═════ Data to process

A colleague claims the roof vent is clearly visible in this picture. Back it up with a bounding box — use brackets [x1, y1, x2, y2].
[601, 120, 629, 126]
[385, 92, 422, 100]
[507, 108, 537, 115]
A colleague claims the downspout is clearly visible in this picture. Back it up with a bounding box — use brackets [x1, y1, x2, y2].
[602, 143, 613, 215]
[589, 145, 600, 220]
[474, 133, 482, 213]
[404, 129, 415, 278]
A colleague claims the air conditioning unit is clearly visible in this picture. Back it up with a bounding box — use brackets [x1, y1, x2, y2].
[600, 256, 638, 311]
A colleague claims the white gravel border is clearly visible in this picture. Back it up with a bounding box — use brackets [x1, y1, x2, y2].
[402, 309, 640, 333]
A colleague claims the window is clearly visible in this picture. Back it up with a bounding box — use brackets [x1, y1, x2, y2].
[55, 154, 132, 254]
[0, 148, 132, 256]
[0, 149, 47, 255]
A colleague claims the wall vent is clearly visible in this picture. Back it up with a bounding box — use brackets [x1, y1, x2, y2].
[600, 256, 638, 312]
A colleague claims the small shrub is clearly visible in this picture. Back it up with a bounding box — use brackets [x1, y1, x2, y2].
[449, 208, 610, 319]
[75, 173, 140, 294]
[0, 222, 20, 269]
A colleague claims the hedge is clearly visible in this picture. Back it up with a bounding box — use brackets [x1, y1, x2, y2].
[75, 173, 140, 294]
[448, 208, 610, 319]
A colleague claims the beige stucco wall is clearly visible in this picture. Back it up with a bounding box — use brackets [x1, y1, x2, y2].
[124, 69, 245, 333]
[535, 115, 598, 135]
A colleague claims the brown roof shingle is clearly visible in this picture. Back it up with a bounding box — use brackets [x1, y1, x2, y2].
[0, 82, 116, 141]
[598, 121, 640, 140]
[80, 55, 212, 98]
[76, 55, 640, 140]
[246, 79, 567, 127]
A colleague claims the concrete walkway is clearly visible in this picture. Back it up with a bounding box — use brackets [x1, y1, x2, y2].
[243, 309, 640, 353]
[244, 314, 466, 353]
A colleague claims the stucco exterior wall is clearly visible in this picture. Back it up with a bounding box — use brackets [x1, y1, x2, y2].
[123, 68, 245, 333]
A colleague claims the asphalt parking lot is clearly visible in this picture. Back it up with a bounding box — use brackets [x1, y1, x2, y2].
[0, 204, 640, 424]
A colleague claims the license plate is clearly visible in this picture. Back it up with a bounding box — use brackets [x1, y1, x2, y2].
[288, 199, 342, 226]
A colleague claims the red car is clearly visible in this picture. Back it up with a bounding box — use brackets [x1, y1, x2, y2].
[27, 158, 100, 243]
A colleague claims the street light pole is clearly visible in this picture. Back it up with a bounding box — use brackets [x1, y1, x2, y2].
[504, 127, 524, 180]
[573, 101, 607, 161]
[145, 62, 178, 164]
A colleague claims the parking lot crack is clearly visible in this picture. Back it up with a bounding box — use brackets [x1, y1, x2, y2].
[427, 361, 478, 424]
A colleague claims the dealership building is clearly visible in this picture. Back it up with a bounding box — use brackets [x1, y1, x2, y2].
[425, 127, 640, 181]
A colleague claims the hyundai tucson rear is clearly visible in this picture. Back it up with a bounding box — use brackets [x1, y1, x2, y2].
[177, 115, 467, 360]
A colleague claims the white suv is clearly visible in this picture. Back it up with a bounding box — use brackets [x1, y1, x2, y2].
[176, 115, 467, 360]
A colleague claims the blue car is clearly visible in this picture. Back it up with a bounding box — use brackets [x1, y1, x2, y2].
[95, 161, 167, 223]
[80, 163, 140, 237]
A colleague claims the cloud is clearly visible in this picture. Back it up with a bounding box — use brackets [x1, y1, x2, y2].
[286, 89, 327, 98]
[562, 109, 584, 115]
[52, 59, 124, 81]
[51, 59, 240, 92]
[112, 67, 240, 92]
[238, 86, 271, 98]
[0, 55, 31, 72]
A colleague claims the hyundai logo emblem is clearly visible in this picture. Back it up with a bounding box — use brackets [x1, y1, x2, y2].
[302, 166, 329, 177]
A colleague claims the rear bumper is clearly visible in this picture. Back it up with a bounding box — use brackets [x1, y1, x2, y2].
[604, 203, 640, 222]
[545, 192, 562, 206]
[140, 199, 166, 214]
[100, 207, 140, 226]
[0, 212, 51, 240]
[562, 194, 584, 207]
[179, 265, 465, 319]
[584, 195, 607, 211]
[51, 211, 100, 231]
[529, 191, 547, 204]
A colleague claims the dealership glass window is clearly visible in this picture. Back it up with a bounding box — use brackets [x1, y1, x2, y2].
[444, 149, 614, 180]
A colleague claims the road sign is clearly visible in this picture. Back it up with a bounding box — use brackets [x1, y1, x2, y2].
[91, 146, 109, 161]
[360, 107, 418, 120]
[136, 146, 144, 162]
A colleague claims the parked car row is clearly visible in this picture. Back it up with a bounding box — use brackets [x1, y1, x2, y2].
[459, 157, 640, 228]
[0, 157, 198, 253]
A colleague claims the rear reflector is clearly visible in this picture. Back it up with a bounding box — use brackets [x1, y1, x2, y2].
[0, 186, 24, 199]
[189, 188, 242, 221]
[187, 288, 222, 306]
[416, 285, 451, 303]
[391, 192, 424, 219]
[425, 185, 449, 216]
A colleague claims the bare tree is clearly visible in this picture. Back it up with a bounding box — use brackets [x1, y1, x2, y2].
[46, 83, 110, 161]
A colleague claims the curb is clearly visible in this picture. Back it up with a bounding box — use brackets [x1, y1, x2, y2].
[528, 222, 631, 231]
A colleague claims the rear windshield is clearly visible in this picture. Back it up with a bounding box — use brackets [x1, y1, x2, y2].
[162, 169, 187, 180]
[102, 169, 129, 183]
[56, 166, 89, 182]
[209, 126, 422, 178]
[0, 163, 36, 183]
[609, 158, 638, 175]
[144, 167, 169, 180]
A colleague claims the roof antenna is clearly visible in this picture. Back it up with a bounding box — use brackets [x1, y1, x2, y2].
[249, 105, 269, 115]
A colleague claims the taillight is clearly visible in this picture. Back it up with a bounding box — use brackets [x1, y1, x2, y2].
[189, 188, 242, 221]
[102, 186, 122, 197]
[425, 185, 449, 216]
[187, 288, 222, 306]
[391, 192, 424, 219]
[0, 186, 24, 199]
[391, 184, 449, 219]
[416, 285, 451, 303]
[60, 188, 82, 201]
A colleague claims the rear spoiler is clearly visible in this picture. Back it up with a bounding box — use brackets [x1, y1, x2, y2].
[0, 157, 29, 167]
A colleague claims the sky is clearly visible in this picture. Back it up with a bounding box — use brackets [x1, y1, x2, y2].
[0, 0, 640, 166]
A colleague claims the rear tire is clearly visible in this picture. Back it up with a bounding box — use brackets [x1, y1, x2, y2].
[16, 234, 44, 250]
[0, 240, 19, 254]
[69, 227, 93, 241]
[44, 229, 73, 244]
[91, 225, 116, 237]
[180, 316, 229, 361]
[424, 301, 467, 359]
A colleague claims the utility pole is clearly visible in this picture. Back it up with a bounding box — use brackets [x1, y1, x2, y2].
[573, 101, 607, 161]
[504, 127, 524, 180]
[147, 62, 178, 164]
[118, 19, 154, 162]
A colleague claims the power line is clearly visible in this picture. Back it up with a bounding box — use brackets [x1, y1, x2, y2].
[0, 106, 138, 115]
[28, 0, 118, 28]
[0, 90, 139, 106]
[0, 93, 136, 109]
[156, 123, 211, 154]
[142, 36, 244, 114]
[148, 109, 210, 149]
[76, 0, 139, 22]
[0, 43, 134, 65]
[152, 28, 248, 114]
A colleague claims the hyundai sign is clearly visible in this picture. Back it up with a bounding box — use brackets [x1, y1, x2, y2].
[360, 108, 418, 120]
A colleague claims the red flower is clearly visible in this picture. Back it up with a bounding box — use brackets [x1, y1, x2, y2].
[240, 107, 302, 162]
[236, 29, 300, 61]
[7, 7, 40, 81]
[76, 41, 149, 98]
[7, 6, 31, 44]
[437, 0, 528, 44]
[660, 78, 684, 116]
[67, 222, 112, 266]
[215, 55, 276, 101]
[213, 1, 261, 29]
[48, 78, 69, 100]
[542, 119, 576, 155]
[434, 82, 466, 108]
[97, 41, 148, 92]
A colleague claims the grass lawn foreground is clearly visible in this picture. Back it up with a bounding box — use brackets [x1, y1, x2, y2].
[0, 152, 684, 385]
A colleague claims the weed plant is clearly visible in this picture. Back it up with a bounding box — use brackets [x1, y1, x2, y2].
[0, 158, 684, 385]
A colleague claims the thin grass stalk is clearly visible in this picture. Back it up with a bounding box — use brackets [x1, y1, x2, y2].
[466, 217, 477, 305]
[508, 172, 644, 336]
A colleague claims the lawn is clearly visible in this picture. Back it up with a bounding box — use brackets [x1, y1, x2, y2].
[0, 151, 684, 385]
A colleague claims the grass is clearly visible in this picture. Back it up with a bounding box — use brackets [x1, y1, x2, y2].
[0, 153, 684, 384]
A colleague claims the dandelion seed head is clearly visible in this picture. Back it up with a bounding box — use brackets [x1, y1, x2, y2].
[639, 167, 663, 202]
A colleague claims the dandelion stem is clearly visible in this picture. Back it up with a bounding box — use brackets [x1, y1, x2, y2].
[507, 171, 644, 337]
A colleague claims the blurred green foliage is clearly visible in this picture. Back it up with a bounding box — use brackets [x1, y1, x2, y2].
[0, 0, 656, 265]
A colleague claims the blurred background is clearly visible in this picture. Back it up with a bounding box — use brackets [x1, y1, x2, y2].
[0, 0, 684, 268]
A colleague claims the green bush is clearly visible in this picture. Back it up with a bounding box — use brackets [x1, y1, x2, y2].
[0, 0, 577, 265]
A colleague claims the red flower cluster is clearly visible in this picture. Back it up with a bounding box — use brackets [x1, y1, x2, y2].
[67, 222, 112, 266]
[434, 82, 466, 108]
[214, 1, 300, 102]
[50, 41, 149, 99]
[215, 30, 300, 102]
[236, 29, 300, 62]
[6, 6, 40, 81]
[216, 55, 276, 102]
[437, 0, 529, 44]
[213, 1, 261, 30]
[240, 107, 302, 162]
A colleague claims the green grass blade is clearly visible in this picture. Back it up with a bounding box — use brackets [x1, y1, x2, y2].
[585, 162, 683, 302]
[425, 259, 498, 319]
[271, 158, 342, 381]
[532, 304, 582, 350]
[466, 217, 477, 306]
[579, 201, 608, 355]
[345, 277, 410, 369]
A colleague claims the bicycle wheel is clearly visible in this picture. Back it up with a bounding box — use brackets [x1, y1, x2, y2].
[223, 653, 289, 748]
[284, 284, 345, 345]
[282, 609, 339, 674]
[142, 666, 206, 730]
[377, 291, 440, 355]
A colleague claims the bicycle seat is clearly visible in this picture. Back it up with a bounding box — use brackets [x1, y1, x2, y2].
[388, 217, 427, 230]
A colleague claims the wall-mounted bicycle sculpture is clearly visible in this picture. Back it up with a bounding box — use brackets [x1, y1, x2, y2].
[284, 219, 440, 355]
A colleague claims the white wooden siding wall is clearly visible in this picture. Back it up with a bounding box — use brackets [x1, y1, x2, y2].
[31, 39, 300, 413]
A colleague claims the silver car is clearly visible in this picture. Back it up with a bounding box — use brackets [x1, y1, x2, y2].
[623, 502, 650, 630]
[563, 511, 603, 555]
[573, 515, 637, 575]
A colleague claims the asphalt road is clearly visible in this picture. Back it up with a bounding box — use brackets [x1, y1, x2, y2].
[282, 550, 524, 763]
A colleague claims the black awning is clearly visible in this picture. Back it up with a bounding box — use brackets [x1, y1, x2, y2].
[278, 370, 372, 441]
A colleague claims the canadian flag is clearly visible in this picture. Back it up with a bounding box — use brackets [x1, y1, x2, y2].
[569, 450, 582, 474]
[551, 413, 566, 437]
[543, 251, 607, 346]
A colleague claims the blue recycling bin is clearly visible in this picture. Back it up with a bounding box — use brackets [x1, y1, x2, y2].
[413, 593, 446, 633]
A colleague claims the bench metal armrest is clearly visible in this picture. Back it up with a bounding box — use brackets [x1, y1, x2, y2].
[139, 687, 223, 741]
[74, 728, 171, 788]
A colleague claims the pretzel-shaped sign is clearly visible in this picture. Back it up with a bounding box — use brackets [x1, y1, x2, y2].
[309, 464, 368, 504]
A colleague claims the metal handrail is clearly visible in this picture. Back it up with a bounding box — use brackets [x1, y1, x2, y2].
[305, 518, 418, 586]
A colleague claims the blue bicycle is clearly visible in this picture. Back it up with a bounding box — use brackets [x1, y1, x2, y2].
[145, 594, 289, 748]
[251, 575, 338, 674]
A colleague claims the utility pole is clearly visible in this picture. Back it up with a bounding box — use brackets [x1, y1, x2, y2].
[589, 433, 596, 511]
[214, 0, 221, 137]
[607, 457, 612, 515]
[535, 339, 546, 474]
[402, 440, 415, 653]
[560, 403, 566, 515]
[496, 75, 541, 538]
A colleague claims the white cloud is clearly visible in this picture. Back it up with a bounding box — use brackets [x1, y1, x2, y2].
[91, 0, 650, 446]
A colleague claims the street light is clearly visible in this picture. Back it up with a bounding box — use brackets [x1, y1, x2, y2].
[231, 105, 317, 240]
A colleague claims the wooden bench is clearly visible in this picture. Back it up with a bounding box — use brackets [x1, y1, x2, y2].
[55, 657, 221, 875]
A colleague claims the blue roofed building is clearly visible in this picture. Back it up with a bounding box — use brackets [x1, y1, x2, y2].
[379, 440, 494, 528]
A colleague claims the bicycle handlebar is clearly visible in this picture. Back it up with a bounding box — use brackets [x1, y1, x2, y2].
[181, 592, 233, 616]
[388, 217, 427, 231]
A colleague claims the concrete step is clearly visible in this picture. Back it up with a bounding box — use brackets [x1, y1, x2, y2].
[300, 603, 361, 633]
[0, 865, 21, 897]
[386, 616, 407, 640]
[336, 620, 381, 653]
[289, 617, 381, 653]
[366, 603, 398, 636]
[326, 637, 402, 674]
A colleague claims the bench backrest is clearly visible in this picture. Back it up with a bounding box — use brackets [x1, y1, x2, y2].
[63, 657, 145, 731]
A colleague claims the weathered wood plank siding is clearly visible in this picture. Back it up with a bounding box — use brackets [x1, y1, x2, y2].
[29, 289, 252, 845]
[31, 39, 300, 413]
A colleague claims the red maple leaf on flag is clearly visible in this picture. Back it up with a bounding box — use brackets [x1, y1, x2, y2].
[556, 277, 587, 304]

══════════

__Instructions for the task__: Can you convert the records into a JSON list of strings, one string per line with blank lines dropped, beginning at the line that has "A colleague claims the rear reflector" and ending after the line that has "[0, 0, 640, 166]"?

__Task result__:
[
  "A colleague claims the rear reflector is clearly visible in this picture. Back it up with a bounding box — use brackets [x1, y1, x2, y2].",
  "[0, 186, 24, 199]",
  "[189, 188, 242, 221]",
  "[187, 288, 222, 306]",
  "[416, 285, 451, 303]",
  "[391, 192, 424, 219]",
  "[425, 185, 449, 216]",
  "A colleague claims the bare tree is clearly visible in this picture. Back it up with a bounding box — use brackets [x1, y1, x2, y2].",
  "[46, 83, 110, 161]",
  "A colleague claims the curb is clearly visible in this picture. Back it up with a bounding box — use brackets [x1, y1, x2, y2].",
  "[528, 222, 631, 231]",
  "A colleague claims the rear windshield is clearly visible in this picture. Back it up with a bounding box — use brackets [x1, y1, x2, y2].",
  "[162, 169, 187, 180]",
  "[102, 169, 129, 183]",
  "[56, 166, 89, 182]",
  "[209, 126, 422, 178]",
  "[0, 163, 36, 183]",
  "[609, 158, 638, 175]",
  "[144, 167, 169, 180]",
  "A colleague claims the roof antenna is clearly visible in this picture. Back it up with a bounding box — use brackets [x1, y1, x2, y2].",
  "[249, 105, 269, 115]",
  "A colleague claims the taillight is clearly visible in this picture. Back it up with a bounding box — use brackets [x1, y1, x2, y2].",
  "[189, 188, 242, 221]",
  "[102, 186, 122, 197]",
  "[425, 185, 449, 216]",
  "[187, 288, 222, 306]",
  "[391, 192, 424, 219]",
  "[0, 186, 24, 199]",
  "[391, 184, 449, 219]",
  "[416, 285, 451, 303]",
  "[60, 188, 82, 201]",
  "A colleague claims the rear spoiler is clearly visible in this picture. Back it up with a bounding box — use brackets [x1, y1, x2, y2].",
  "[0, 157, 29, 167]",
  "A colleague claims the sky is clearly visible in this picture. Back it up with a bounding box — use brackets [x1, y1, x2, y2].",
  "[0, 0, 640, 166]"
]